**DIRECTIVE:**
In the email thread below, please rewrite the paragraph beginning "Look again at the setjmp/longjmp version" more briefly, keeping its main facts.

**SUPPLIED PASSAGE:**

Il 18/07/2013 21:57, Gleb Natapov ha scritto:
> On Thu, Jul 18, 2013 at 02:08:51PM +0200, Paolo Bonzini wrote:
>> Il 18/07/2013 13:06, Gleb Natapov ha scritto:
>>> On Thu, Jul 18, 2013 at 12:47:46PM +0200, Paolo Bonzini wrote:
>>>>>> and for a testsuite I'd prefer the latter---which means I'd still favor
>>>>>> setjmp/longjmp.
>>>>>>
>>>>>> Now, here is the long explanation.
>>>>>>
>>>>>> I must admit that the code looks nice.  There are some nits I'd like to
>>>>>> see done differently (such as putting vmx_return at the beginning of the
>>>>>> while (1), and the vmresume asm at the end), but it is indeed nice.
>>>>>
>>>>> Why do you prefer setjmp/longjmp then?
>>>>
>>>> Because it is still deceiving, and I dislike the deceit more than I like
>>>> the linear code flow.
>>>>
>>> What is deceiving about it? Of course for someone who has no idea how
>>> vmx works the code will not be obvious, but why should we care. For
>>> someone who knows what is deceiving about returning into the same
>>> function guest was launched from by using VMX mechanism
>>
>> The way the code is written is deceiving.  If I see
>>
>>   asm("vmlaunch; seta %0")
>>   while (ret)
>>
>> I expect HOST_RIP to point at the seta or somewhere near, not at a
>> completely different label somewhere else.
>>
> Why would you expect that assuming you know what vmlaunch is?

Because this is written in C, and I know trying to fool the compiler is
a losing game.  So my reaction is "okay, HOST_RIP must be set so that
code will not jump around".  If I see

   asm("vmlaunch")
   exit(-1)

the reaction is the opposite: "hmm, anything that jumps around would
have a hard time with the compiler, there must be some assembly
trampoline somewhere; let's check what HOST_RIP is".

>>>> instead of longjmp()?
>>
>> Look again at the setjmp/longjmp version.  longjmp is not used to handle
>> vmexit.  It is used to jump back from the vmexit handler to main, which
>> is exactly what setjmp/longjmp is meant for.
>>
> That's because simple return will not work in that version, this is
> artifact of how vmexit was done.

I think it can be made to work without setjmp/longjmp, but the code
would be ugly.

**RAW RECORDS:**
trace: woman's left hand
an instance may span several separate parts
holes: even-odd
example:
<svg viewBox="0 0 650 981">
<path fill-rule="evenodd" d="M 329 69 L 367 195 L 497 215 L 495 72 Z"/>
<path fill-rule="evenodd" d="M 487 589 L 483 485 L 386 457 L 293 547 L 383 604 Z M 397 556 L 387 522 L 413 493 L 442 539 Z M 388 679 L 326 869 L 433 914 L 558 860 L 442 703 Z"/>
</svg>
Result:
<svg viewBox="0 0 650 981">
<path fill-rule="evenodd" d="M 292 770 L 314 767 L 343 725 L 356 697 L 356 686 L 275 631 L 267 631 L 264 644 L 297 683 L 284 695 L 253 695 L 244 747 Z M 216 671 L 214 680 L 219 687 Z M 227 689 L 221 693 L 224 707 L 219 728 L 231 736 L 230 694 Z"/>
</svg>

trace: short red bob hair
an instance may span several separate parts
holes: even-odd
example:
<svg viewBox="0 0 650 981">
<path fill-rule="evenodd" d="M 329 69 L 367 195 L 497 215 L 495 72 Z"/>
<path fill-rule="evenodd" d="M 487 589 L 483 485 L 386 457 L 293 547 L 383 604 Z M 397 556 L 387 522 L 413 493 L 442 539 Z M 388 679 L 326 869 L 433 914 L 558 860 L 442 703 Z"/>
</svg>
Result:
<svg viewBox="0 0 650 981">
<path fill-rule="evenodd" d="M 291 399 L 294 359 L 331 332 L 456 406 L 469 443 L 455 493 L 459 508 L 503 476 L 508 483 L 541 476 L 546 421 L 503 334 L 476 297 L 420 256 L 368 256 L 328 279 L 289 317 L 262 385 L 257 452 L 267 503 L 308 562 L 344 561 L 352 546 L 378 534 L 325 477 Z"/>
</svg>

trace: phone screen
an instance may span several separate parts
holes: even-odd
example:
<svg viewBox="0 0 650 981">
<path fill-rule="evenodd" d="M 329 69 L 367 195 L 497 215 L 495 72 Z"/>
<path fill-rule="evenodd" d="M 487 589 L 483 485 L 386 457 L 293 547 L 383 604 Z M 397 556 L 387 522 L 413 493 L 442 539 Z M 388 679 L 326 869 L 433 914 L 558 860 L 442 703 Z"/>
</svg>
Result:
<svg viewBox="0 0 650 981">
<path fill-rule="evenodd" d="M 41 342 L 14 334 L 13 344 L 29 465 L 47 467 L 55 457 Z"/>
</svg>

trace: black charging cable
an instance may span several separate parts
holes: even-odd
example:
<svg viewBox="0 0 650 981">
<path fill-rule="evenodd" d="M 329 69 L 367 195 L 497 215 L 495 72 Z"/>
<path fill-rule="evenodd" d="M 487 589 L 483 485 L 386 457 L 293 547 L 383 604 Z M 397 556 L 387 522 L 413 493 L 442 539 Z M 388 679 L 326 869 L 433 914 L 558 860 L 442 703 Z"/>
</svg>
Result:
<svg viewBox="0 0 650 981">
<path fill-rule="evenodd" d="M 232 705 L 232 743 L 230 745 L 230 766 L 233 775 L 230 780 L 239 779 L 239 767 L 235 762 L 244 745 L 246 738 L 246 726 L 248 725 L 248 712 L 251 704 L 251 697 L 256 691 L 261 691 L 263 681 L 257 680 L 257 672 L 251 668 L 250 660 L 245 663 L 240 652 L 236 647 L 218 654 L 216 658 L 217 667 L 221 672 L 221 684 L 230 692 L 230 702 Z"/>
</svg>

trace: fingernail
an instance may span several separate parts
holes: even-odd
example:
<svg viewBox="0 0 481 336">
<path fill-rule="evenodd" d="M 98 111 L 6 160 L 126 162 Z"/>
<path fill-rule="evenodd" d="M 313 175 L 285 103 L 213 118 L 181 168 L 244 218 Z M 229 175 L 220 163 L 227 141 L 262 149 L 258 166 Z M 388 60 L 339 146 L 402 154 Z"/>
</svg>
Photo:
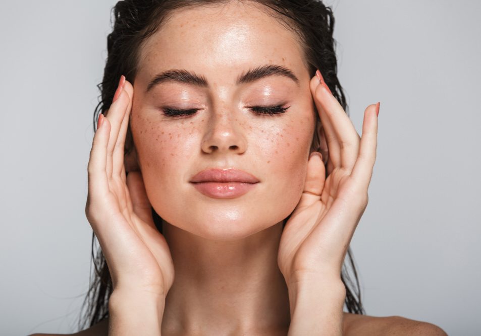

**ANSWER BELOW:**
In the setjmp/longjmp version, longjmp doesn't handle vmexit. It returns from the vmexit handler to main, which is what setjmp/longjmp is designed for.